TEXTO FORNECIDO »
────────────────
45.a Não desconhece a Recorrente o acórdão do Supremo Tribunal de Justiça de 28/03/2017 e a orientação pelo mesmo adoptada. Porém, e com o devido respeito - que é devido e é muito - a Recorrente não se revê na fundamentação jurídica do mesmo porquanto a actividade de alojamento local se desenvolve através da prática de actos objectivamente comerciais - na medida em que tal actividade se encontra expressamente prevista no RJ AL - e, também, através da prática de actos subjectivamente comerciais, na medida em que são praticados por empresários, presumindo-se que são praticados no exercício ou em ligação com o seu comércio - cfr. art. 2.º do Cód. Comercial.

46.a De igual modo, e sempre com o devido respeito que é todo, não se revê a Recorrente na doutrina firmada pelo citado acórdão do Supremo Tribunal de Justiça na medida em que tratando-se se alojamento local, a actividade mercantil de serviços em que se executem tais contratos de alojamento local terá necessariamente que ocorrer no interior fracção autónoma a tal afectada e não noutro local - vide doutrina citada a págs. 46 a 53 supra.

47.a Por tudo quanto vai supra alegado, pode-se com facilidade concluir que - independentemente de se qualificar actividade de alojamento local como uma actividade comercial ou de mera prestação de serviços -, o Recorrente está a dar à sua fracção autónoma um uso diverso do fim a que a mesma é destinada - habitação -, em clara violação do estatuído na al. c) do n.º 2 do art. 1422.º do Cód. Civil, pelo que, também por esta outra razão, deverá interromper a afectação da sua fracção autónoma à exploração da actividade de estabelecimento de alojamento local.

48.a É sabido que o Decreto-Lei n.º 128/2014, de 29 de Agosto, foi objecto de uma alteração legislativa decorrente da publicação da Lei n.º 62/2018, de 22 de Agosto, e cuja entrada em vigor ocorreu em 22/10/2018.Todavia, o caso sub judice visa apreciar a eficácia das deliberações tomadas na Assembleia de Condóminos do edifício “Condomínio CCC”, realizada no dia 24/10/2016, e registadas nos ns.º 1 e 2 do ponto 1 da ordem de trabalhos da acta n.º 35, do que resulta não poder aplicar-se ao caso trazido aos autos a referida alteração legislativa, nem dela extrair qualquer sentido aplicável ao caso sub judice, pois se assim fosse estaríamos a aplicar retroactivamente a nova lei, em clara violação da norma contida no art. 12.º n.º 1 do Cód. Civil.

49.a Não se compreende a argumentação expendida pelo acórdão recorrido em torno da equiparação do alojamento local ao disposto no art. 1093.º do Cód. Civil, pois trata-se de um argumento alegado pelo Recorrido que a Recorrente repudiou fundamentadamente e que o Tribunal “a quo” também adopta o entendimento pugnado pela Recorrente, o qual está inclusivamente conforme com a doutrina citada na pág. 54 supra.
────────────────
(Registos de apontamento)

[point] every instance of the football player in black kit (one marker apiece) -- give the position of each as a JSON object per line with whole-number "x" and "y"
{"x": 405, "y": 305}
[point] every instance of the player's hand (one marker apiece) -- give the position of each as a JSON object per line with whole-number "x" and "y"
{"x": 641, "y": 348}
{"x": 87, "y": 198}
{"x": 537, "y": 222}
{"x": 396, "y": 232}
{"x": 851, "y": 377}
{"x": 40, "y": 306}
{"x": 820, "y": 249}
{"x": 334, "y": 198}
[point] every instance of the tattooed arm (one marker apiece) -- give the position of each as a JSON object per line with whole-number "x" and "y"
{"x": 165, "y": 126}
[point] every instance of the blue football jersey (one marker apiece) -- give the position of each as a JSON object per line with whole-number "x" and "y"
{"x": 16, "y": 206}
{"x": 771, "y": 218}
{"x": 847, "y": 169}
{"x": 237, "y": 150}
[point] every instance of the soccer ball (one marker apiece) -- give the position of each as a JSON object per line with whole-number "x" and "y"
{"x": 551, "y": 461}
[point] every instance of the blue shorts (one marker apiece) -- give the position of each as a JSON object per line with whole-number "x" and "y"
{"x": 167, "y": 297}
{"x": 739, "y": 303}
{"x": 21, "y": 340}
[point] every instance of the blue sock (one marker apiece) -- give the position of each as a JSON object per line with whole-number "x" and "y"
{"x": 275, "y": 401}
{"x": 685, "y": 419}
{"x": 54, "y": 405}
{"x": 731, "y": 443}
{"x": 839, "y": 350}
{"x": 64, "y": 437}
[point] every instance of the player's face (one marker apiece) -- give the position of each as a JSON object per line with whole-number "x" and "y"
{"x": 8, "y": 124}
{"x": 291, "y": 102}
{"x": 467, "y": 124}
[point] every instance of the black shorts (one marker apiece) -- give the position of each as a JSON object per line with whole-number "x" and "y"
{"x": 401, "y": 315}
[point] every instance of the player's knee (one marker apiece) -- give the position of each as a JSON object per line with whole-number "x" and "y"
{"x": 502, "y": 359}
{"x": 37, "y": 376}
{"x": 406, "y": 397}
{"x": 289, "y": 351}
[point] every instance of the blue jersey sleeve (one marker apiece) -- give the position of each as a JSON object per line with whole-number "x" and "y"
────────────────
AS SUAS INSTRUÇÕES » No texto sobre alojamento local, copie o trecho que começa em "49.a Não se" e prossegue até "pág. 54 supra.", rebatizando "acórdão recorrido" como "acórdão impugnado". As linhas são material à parte, independente do texto.

RESPOSTA COMPLETA »
49.a Não se compreende a argumentação expendida pelo acórdão impugnado em torno da equiparação do alojamento local ao disposto no art. 1093.º do Cód. Civil, pois trata-se de um argumento alegado pelo Recorrido que a Recorrente repudiou fundamentadamente e que o Tribunal “a quo” também adopta o entendimento pugnado pela Recorrente, o qual está inclusivamente conforme com a doutrina citada na pág. 54 supra.